#### Task set
1. Print the stretch of the passage on snapshot jobs and event loops from "If something waits" through "that code path.", keeping every word unchanged.
2. Proceed with the passage on snapshot jobs and event loops, picking up right after its final sentence.

#### Passage given
If something waits for a BlockJob to finish using aio_poll() from
qemu_aio_context then a deadlock is possible since the iohandler_ctx
won't get a chance to execute. The only suspicious code path I found was
job_completed_txn_abort_locked() -> job_finish_sync_locked() but I'm not
sure whether it triggers this scenario. Please check that code path.

> Should the same be done for the snapshot_load_job_bh and
> snapshot_delete_job_bh to keep it consistent?

In the long term it would be cleaner to move away from synchronous APIs
that rely on nested event loops. They have been a source of bugs for
years.

If vm_stop() and perhaps other operations in save_snapshot() were
asynchronous, then it would be safe to run the operation in
qemu_aio_context without using iohandler_ctx. vm_stop() wouldn't invoke
its callback until vCPUs were quiesced and outside device emulation
code.

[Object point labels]
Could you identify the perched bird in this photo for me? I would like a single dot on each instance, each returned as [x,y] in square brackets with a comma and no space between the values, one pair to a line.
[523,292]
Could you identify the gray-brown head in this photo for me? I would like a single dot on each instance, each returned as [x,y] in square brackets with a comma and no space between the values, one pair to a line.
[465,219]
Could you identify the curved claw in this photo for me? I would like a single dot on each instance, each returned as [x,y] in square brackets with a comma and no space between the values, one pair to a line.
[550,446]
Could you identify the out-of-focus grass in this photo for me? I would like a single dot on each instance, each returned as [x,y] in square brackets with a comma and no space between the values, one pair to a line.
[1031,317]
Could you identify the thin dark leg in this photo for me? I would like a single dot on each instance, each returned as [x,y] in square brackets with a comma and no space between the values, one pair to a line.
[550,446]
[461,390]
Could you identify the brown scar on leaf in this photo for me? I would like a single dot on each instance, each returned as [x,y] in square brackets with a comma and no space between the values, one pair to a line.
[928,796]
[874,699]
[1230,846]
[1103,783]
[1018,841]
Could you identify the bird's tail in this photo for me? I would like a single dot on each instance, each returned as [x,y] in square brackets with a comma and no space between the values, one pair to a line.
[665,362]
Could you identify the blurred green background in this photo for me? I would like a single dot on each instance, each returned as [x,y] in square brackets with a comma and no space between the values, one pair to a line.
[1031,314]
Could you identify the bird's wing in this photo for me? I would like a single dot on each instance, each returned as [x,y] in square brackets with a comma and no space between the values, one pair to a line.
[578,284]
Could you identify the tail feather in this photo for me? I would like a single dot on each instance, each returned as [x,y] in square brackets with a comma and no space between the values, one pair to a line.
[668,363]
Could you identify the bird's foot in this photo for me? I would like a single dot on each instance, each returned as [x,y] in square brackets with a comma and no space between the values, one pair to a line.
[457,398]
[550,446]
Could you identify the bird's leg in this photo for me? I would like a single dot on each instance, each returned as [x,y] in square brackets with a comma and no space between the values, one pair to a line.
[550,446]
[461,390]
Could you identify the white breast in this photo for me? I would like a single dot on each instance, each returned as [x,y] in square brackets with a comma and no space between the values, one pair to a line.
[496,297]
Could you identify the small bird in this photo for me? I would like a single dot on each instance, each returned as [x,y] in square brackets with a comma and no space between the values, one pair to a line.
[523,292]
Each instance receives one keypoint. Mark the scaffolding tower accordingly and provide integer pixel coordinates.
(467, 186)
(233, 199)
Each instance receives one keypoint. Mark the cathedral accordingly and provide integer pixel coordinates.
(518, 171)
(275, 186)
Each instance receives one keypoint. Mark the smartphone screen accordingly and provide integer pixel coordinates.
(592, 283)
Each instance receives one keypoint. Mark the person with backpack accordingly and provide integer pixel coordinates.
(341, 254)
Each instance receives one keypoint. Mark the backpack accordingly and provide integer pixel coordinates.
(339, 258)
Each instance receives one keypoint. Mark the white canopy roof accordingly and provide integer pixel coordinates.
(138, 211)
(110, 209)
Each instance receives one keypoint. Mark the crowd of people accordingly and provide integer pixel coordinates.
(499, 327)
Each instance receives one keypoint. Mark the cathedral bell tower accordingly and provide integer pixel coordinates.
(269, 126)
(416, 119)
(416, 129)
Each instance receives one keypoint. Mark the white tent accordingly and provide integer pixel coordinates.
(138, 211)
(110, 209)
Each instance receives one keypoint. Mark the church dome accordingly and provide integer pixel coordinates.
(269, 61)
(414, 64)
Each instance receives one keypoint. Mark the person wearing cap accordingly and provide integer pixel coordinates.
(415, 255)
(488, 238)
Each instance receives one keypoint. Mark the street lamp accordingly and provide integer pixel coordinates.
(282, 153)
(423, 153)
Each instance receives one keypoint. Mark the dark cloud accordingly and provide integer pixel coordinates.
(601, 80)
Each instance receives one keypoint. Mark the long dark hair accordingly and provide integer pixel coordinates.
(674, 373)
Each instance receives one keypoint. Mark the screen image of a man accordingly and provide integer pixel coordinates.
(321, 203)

#### Task-by-task outputs
1.
If something waits for a BlockJob to finish using aio_poll() from
qemu_aio_context then a deadlock is possible since the iohandler_ctx
won't get a chance to execute. The only suspicious code path I found was
job_completed_txn_abort_locked() -> job_finish_sync_locked() but I'm not
sure whether it triggers this scenario. Please check that code path.

2.
I think this patch is fine as a one-line bug fix, but we should be
careful about falling back on this trick because it makes the codebase
harder to understand and more fragile.

> 
>  migration/savevm.c | 2 +-
>  1 file changed, 1 insertion(+), 1 deletion(-)
> 
> diff --git a/migration/savevm.c b/migration/savevm.c
> index c621f2359b..0086b76ab0 100644
> --- a/migration/savevm.c
> +++ b/migration/savevm.c
> @@ -3459,7 +3459,7 @@ static int coroutine_fn snapshot_save_job_run(Job *job, Error **errp)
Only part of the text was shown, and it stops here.